* _Selected excerpt_
+ + + + + + +

When I do*
FourierCosSeries[DiracDelta[x - 0.0001], x, 5] I get as a result
{0.140401, 1/\[Pi] + 0.63662 Cos[x] + 0.63662 Cos[2 x] + 0.63662 Cos[3 x] + 0.63662 Cos[4 x] + 0.63662 Cos[5 x]}. Where each coefficient is a factor two too big. (The Delta function)
Using
FourierSeries[DiracDelta[x], x, 5] on the other hand, gives the correct result
{0.140401, 1/(2 \[Pi]) + E^(-I x)/(2 \[Pi]) + E^(I x)/(2 \[Pi]) + E^(-2 I x)/(2 \[Pi]) + E^(2 I x)/(2 \[Pi]) + E^(-3 I x)/(2 \[Pi]) + E^(3 I x)/(2 \[Pi]) + E^(-4 I x)/(2 \[Pi]) + E^(4 I x)/(2 \[Pi]) + E^(-5 I x)/(2 \[Pi]) + E^(5 I x)/(2 \[Pi])} (it is easy to see by using 2cos(x)=exp(ix)+exp(-ix) that the two expressions differ by a factor two) So I know the correct expansion, but I prefer to trace back the origin of the mistake, to avoid similar wrong results in the future.

+ + + + + + +

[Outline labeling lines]
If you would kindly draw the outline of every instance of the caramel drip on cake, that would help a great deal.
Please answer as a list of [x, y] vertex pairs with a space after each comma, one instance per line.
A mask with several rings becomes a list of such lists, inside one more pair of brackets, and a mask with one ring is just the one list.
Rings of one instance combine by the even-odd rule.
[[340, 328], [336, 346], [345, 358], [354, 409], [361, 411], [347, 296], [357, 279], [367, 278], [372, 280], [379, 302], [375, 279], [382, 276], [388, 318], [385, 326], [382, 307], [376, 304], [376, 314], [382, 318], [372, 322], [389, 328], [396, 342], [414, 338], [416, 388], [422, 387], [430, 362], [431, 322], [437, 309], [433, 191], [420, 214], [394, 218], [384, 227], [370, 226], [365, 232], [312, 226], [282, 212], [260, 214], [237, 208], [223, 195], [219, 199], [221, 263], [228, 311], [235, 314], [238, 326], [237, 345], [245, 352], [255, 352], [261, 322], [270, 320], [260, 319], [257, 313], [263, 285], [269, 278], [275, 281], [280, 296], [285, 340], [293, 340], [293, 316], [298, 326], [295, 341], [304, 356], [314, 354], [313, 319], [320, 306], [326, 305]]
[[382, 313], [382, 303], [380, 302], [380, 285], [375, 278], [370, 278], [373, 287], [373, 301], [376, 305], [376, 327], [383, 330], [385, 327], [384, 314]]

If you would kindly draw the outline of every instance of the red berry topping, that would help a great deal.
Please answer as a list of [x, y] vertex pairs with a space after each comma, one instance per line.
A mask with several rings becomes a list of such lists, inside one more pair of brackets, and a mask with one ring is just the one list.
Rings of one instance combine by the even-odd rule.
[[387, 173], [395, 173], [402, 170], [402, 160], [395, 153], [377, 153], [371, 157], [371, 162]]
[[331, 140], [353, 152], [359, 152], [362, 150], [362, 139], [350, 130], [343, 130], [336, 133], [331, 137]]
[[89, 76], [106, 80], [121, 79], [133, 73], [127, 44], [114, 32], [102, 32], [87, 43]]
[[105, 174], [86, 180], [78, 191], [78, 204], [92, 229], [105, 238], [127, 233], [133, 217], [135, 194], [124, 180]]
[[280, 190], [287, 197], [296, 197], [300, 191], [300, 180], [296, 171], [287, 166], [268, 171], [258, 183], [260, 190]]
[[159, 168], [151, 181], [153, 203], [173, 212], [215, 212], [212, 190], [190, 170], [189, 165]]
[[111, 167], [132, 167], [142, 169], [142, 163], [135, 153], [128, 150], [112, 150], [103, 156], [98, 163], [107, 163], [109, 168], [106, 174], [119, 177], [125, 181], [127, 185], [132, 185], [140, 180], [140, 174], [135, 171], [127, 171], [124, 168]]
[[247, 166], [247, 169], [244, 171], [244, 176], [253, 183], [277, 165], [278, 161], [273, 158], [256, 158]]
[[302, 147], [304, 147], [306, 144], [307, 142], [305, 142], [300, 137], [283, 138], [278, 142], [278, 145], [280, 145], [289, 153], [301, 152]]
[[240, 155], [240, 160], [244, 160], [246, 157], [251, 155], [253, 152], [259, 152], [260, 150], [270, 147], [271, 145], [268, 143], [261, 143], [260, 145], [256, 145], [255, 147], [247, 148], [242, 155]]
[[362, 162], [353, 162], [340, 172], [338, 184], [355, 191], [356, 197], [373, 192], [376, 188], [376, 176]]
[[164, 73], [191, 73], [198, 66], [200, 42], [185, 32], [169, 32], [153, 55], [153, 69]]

+ + + + + + +

* _Goal_
In two sentences, what does the post about the Fourier cosine series of a delta function say?

* _Solution to this task_
Running FourierCosSeries[DiracDelta[x - 0.0001], x, 5] returns a series in which each coefficient is a factor two too big, while FourierSeries[DiracDelta[x], x, 5] gives the correct result, and the identity 2cos(x)=exp(ix)+exp(-ix) shows that the two expressions differ by a factor two. The writer already knows the correct expansion but wants to trace the origin of the mistake to avoid similar wrong results in the future.